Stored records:
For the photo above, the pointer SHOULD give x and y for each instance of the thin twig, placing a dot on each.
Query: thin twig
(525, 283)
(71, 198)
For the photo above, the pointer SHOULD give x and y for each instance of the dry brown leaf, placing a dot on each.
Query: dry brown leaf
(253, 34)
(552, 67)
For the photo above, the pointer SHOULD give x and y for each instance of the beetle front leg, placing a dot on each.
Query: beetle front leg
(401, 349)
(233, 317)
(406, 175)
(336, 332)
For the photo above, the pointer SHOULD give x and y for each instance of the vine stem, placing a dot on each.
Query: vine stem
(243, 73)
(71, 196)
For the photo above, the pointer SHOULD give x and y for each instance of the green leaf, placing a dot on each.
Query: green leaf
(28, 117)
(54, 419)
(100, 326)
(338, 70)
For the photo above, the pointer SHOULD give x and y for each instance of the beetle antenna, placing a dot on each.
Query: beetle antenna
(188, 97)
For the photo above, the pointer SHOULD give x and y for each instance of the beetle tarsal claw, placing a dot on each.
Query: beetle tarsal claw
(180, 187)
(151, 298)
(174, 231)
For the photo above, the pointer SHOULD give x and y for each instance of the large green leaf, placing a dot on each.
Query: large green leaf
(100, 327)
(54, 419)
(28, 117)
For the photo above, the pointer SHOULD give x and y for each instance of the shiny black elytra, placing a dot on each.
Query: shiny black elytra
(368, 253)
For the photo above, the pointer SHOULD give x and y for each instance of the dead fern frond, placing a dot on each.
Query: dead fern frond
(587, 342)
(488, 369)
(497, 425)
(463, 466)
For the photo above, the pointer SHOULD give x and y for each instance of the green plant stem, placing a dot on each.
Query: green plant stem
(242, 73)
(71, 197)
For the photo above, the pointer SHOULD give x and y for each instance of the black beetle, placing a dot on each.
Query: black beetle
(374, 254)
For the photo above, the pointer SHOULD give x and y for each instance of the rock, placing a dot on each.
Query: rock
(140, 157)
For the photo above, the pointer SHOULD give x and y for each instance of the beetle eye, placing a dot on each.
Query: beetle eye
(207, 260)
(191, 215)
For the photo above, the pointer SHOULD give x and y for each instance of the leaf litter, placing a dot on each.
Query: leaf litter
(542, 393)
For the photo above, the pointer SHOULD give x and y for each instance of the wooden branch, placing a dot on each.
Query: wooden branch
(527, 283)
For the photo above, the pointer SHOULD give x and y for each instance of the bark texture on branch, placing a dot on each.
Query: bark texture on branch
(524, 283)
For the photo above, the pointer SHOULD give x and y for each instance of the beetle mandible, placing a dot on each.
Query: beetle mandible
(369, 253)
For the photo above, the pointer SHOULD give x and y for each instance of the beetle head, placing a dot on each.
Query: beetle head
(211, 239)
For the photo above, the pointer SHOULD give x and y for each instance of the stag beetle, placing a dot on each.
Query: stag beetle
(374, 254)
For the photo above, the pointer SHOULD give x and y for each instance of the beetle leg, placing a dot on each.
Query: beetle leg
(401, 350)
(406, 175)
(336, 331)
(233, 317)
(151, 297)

THE PROBLEM: Write out all of the material above as a numbered list, one line per item, with any blank lines omitted.

RESULT FOR THIS EXERCISE:
1. For the photo above, the pointer SHOULD give x and y for each instance of the thin twig, placing a dot on each.
2. Query: thin twig
3. (525, 283)
4. (71, 198)
5. For the photo above, the pointer SHOULD give x and y for each instance of the dry brown leaf, placing a dot on each.
6. Query: dry brown leaf
7. (253, 34)
8. (552, 67)
9. For the photo above, the pointer SHOULD give x and y for each instance of the beetle front leg, placing a dot on each.
10. Query: beetle front leg
11. (401, 349)
12. (233, 317)
13. (406, 175)
14. (336, 332)
15. For the photo above, the pointer SHOULD give x and y for each instance of the vine stem, placing a dot on each.
16. Query: vine stem
17. (243, 73)
18. (71, 196)
19. For the photo above, the pointer SHOULD give x and y for each instance of the green leaf, placing a dot on each.
20. Query: green leaf
21. (28, 117)
22. (54, 419)
23. (100, 326)
24. (338, 70)
25. For the photo above, the pointer SHOULD give x and y for each instance of the beetle antenna, placing a dot on each.
26. Query: beetle antenna
27. (188, 97)
28. For the photo above, the pointer SHOULD give x and y for each instance of the beetle tarsal claw, placing a dot on each.
29. Query: beetle tarsal claw
30. (180, 187)
31. (151, 298)
32. (174, 231)
33. For the photo above, the pointer SHOULD give x and y for each instance of the large green leaf, placing a dot on each.
34. Query: large green leaf
35. (100, 327)
36. (54, 419)
37. (28, 117)
38. For the photo above, the pointer SHOULD give x and y for each instance of the shiny black elytra, placing a dot on each.
39. Query: shiny black elytra
40. (368, 253)
41. For the photo above, the pointer SHOULD give x and y for each instance of the dead fern frond, placing a dot on each.
42. Query: dead fern frond
43. (587, 342)
44. (488, 369)
45. (497, 425)
46. (463, 466)
47. For the photo above, the pointer SHOULD give x and y for each instance of the green plant stem, placing a dot on each.
48. Query: green plant stem
49. (242, 73)
50. (71, 197)
51. For the photo above, the pointer SHOULD give x and y for each instance of the black beetle, placing a dot on each.
52. Query: black beetle
53. (374, 254)
54. For the photo above, the pointer SHOULD give x and y for each instance of the rock, placing a dot on each.
55. Query: rock
56. (140, 157)
57. For the photo above, the pointer SHOULD give x and y for each instance of the beetle eye, placing a dot on each.
58. Query: beetle eye
59. (207, 260)
60. (191, 215)
61. For the photo above, the pointer SHOULD give x and y for each instance of the leaf litter, placing a dot on each.
62. Query: leaf litter
63. (542, 393)
64. For the photo above, the pointer SHOULD give x and y for each instance of the wooden branch, placing a dot on each.
65. Query: wooden branch
66. (527, 283)
67. For the photo above, the pointer SHOULD give x and y for each instance of the bark texture on branch, placing a dot on each.
68. Query: bark texture on branch
69. (524, 283)
70. For the photo above, the pointer SHOULD give x and y for each instance of the beetle mandible, placing a dot on each.
71. Query: beetle mandible
72. (369, 253)
73. For the photo above, the pointer SHOULD give x and y for each instance of the beetle head, placing a dot on each.
74. Query: beetle head
75. (211, 239)
76. For the photo above, the pointer SHOULD give x and y for each instance of the stag beetle, placing a dot on each.
77. Query: stag beetle
78. (374, 254)
79. For the photo above, the pointer SHOULD give x and y for each instance of the beetle leg, placing a dot on each.
80. Query: beetle leg
81. (401, 350)
82. (406, 175)
83. (336, 331)
84. (233, 317)
85. (151, 297)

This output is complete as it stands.